*TEXTE DE LA PAGE*.
Quel sens et quelle pérennité accorder aux produits de l'artisanat "équitable" ? Partant souvent de bonnes volontés, ils mettent parfois, comme nous pouvons parfois le constater, des populations dans de faux espoirs : nos goûts changent, les modes passent, etc. Cela est notamment vrai dans le domaine de l'artisanat pour lequel il n'y a pas de contrôles, indépendants, seulement de belles photos de natifs souriants, des promesses, de belles chartes, etc.
C. Jacquiau, dans un article du Monde diplomatique de septembre 2007, fait la même remarque concernant le commerce pourtant "labellisé" du café équitable :
En l’état actuel, aucun label, aucune réglementation n’apportent de garanties officielles aux consommateurs d’équitable, qui doivent s’en remettre à la confiance qu’ils placent dans les acteurs du secteur. Le terme « label » ne peut en effet être utilisé qu’à la condition de répondre à une triple exigence : disposer d’un cahier des charges soumis à des contrôles indépendants, certifiés par un organisme lui-même indépendant et agréé par les pouvoirs publics.
Voici un extrait de mon livre sur l'enjeu du commerce des graines pour les populations :
Va-t-on un jour se procurer des graines et des bijoux végétaux au supermarché ? Quels sont les enjeux de cette mondialisation ?
On voit sur les marchés des villes tropicales diverses personnes qui vendent des bijoux réalisés avec des graines pour essayer de gagner quelques sous. Suite à l'enthousiasme occidental pour les produits issus du commerce équitable, certains de ces produits arrivent sur nos étals, étiquetés « équitables », « éthiques » ou « solidaires ».

*Extraits des données*.

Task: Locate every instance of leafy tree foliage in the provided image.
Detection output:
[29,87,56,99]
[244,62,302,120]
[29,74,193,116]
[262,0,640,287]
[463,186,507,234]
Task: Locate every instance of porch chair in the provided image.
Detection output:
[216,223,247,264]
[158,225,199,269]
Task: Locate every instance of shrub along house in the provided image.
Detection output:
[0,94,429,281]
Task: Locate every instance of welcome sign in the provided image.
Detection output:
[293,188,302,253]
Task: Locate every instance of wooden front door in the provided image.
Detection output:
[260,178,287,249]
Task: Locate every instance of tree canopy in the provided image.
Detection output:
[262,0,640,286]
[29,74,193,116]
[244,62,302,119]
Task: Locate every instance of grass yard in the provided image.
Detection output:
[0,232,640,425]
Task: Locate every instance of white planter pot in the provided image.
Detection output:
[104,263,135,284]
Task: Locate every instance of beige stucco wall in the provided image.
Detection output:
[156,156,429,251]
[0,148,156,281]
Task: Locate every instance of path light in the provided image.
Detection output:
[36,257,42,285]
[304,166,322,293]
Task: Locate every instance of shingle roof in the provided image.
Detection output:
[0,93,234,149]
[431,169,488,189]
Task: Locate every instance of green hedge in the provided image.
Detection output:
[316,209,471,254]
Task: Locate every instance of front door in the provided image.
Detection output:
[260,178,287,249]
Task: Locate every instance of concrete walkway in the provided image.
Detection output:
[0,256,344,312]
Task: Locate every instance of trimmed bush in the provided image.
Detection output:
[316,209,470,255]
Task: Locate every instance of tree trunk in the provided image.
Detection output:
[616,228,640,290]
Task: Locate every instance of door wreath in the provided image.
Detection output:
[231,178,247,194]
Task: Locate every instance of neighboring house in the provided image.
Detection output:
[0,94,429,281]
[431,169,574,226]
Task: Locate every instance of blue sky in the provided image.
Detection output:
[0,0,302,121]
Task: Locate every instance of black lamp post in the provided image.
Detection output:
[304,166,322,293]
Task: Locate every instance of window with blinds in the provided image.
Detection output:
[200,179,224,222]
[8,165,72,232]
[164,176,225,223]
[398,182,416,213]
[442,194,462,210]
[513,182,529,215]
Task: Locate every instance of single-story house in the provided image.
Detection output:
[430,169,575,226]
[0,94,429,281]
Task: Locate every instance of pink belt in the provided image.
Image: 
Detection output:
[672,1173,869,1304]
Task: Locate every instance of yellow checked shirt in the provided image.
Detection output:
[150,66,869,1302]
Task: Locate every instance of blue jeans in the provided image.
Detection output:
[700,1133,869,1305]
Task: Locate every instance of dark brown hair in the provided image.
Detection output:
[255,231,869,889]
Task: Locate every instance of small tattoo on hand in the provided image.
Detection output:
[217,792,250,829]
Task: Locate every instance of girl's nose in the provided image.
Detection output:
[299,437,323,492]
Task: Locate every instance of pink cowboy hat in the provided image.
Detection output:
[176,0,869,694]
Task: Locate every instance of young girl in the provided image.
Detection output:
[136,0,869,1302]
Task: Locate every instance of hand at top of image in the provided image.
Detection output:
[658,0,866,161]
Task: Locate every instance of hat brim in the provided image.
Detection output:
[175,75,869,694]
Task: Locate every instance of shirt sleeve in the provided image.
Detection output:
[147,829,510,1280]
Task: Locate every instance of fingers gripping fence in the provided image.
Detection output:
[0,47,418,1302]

*CONSIGNES*.
**a.** Citez le texte sur le commerce équitable à partir des mots « C. Jacquiau, dans » et jusqu'aux mots « cette mondialisation ? » inclus.
**b.** Dans le texte sur le commerce équitable, relevez les qualificatifs entre guillemets qui figurent sur les étiquettes des produits arrivant sur nos étals.
**c.** Donnez la suite du texte sur le commerce équitable, après sa dernière phrase.
La liste n'est d'aucune utilité ici.

*VOS RÉPONSES*.
**a.**
C. Jacquiau, dans un article du Monde diplomatique de septembre 2007, fait la même remarque concernant le commerce pourtant "labellisé" du café équitable :
En l’état actuel, aucun label, aucune réglementation n’apportent de garanties officielles aux consommateurs d’équitable, qui doivent s’en remettre à la confiance qu’ils placent dans les acteurs du secteur. Le terme « label » ne peut en effet être utilisé qu’à la condition de répondre à une triple exigence : disposer d’un cahier des charges soumis à des contrôles indépendants, certifiés par un organisme lui-même indépendant et agréé par les pouvoirs publics.
Voici un extrait de mon livre sur l'enjeu du commerce des graines pour les populations :
Va-t-on un jour se procurer des graines et des bijoux végétaux au supermarché ? Quels sont les enjeux de cette mondialisation ?

**b.** « équitables », « éthiques », « solidaires »

**c.**
Il faut savoir qu’à l’heure actuelle, aucune structure de contrôle indépendante n’a été mise en place, en particulier en ce qui concerne les bijoux végétaux fabriqués à l’étranger. Les contrôles sont volontaires et même lorsque les structures font preuves de bonne foi, rien ou presque ne nous permet de tracer les origines des produits. La plupart de ces bijoux « tendance » vendus en Europe sont fabriqués à grande échelle dans les banlieues des grandes métropoles, généralement pour des salaires indécents. Cela fera certes vivre des familles dans le besoin, mais ne correspond que rarement à l’image que nous nous faisons d’un commerce « équitable ».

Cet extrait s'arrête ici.